> Description of the task: Each entry needs to be restated exactly as written.

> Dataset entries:
:::
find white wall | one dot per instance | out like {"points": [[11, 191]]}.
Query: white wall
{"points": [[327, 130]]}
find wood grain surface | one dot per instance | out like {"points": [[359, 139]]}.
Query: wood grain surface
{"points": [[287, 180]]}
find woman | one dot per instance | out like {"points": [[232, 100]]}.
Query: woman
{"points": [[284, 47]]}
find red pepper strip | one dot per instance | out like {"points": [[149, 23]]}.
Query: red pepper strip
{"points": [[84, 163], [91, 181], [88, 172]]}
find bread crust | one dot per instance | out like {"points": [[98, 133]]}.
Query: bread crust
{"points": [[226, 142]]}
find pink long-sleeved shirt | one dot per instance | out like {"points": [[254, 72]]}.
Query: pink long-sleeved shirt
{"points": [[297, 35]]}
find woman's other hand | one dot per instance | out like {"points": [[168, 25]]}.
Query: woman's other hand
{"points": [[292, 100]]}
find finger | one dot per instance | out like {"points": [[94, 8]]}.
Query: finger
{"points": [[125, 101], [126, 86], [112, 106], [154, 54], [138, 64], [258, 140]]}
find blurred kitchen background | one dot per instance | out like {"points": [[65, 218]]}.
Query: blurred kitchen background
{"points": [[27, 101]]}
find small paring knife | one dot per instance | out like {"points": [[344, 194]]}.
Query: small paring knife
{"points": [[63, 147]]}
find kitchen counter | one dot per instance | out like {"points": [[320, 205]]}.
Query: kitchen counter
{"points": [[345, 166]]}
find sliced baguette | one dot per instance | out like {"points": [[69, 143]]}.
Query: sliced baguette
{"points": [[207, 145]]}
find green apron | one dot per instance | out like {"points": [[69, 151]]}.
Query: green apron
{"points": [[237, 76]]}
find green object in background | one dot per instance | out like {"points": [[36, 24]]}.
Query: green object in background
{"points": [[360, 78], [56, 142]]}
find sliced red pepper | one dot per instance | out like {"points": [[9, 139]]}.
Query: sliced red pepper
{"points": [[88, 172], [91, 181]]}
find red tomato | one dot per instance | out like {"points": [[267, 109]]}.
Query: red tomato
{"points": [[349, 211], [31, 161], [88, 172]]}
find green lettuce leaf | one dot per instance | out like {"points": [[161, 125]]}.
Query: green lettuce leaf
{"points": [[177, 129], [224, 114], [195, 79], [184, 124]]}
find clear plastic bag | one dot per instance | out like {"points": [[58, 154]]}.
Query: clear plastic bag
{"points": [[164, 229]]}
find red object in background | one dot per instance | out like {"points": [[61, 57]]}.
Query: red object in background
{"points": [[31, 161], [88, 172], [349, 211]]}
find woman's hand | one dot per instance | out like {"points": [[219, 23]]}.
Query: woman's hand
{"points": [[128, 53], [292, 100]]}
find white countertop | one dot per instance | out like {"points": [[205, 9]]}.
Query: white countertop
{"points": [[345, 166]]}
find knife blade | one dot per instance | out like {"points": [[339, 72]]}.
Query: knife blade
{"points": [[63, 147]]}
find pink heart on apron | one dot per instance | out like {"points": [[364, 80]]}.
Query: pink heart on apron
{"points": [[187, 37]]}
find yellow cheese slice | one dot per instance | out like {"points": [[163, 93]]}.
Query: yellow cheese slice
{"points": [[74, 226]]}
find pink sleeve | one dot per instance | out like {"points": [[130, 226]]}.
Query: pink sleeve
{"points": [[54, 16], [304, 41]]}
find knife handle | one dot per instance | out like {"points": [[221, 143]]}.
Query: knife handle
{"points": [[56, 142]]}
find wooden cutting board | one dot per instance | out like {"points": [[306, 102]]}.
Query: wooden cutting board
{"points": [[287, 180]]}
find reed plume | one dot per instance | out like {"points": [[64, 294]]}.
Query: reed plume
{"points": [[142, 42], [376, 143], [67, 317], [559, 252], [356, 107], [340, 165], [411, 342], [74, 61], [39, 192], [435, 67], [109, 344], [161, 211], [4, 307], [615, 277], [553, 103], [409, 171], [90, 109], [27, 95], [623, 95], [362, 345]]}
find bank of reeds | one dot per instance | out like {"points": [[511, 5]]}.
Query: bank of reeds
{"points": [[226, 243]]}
:::
> Completed task:
find white wall | one dot per instance | out like {"points": [[11, 191]]}.
Query: white wall
{"points": [[327, 130]]}
find wood grain surface | one dot per instance | out like {"points": [[359, 139]]}.
Query: wood grain surface
{"points": [[287, 180]]}
find woman | one dot per instance | out like {"points": [[232, 100]]}.
Query: woman
{"points": [[284, 47]]}
find red pepper strip | one dot per instance | out like {"points": [[149, 23]]}.
Query: red pepper strip
{"points": [[84, 163], [91, 181], [88, 172]]}
find bread crust | one dot per instance | out like {"points": [[98, 133]]}.
Query: bread crust
{"points": [[226, 142]]}
find pink long-sleeved shirt | one dot per instance | out like {"points": [[254, 72]]}.
Query: pink long-sleeved shirt
{"points": [[297, 35]]}
find woman's other hand | one dot per instance | out like {"points": [[168, 25]]}.
Query: woman's other hand
{"points": [[292, 100]]}
find finger | one dot per instance | out like {"points": [[94, 8]]}.
Query: finger
{"points": [[125, 101], [126, 86], [112, 106], [154, 54], [138, 64], [258, 140]]}
find blurred kitchen background | one dot per instance | out like {"points": [[65, 218]]}.
Query: blurred kitchen background
{"points": [[27, 101]]}
find small paring knife | one dot per instance | out like {"points": [[344, 194]]}.
Query: small paring knife
{"points": [[63, 147]]}
find kitchen counter | one dot per instance | out like {"points": [[320, 205]]}.
Query: kitchen counter
{"points": [[345, 166]]}
find sliced baguette | one dot per instance | out like {"points": [[69, 143]]}.
Query: sliced baguette
{"points": [[207, 145]]}
find green apron | one dot per instance | out like {"points": [[69, 151]]}.
Query: green apron
{"points": [[237, 76]]}
find green object in background | one dot per instance | out like {"points": [[36, 24]]}.
Query: green object in background
{"points": [[360, 78], [56, 142]]}
find sliced red pepper | one dot per instance | out like {"points": [[9, 139]]}.
Query: sliced red pepper
{"points": [[88, 172], [91, 181]]}
find red tomato | one dot per instance | out like {"points": [[267, 109]]}.
Query: red tomato
{"points": [[349, 211], [31, 161], [88, 172]]}
find green lettuce leaf | one dot per instance | out like {"points": [[161, 125]]}.
Query: green lettuce leaf
{"points": [[177, 129], [224, 114], [195, 79], [184, 124]]}
find clear plastic bag | one dot per instance | out like {"points": [[58, 154]]}.
Query: clear plastic bag
{"points": [[164, 229]]}
find red object in background | one dot per instance | out like {"points": [[61, 57]]}.
Query: red object in background
{"points": [[31, 161], [88, 172], [349, 211]]}
find woman's hand | one dot per instance | out like {"points": [[219, 23]]}.
Query: woman's hand
{"points": [[128, 53], [292, 100]]}
find white countertop | one dot per instance | out like {"points": [[205, 9]]}.
Query: white countertop
{"points": [[345, 166]]}
find knife blade | one dot per instance | out like {"points": [[339, 72]]}.
Query: knife blade
{"points": [[63, 147]]}
find pink heart on apron | one dot per instance | out like {"points": [[364, 80]]}.
Query: pink heart on apron
{"points": [[187, 37]]}
find yellow cheese slice | one dot per instance | out like {"points": [[163, 93]]}.
Query: yellow cheese slice
{"points": [[74, 226]]}
find pink sleeve | one dot per instance | out like {"points": [[130, 226]]}.
Query: pink sleeve
{"points": [[54, 16], [304, 41]]}
find knife handle | one dot per instance | out like {"points": [[221, 143]]}.
Query: knife handle
{"points": [[56, 142]]}
find wooden cutting board | one dot per instance | out like {"points": [[306, 102]]}.
Query: wooden cutting board
{"points": [[287, 180]]}
find reed plume | one dot per instance | out like {"points": [[64, 294]]}.
Query: reed plume
{"points": [[142, 42], [376, 143], [67, 317], [559, 252], [356, 107], [340, 165], [411, 342], [74, 61], [39, 192], [435, 67], [109, 344], [161, 211], [4, 307], [615, 277], [553, 103], [409, 171], [90, 109], [27, 95], [623, 95], [362, 345]]}
find bank of reeds | one dot per instance | out like {"points": [[511, 5]]}.
Query: bank of reeds
{"points": [[226, 243]]}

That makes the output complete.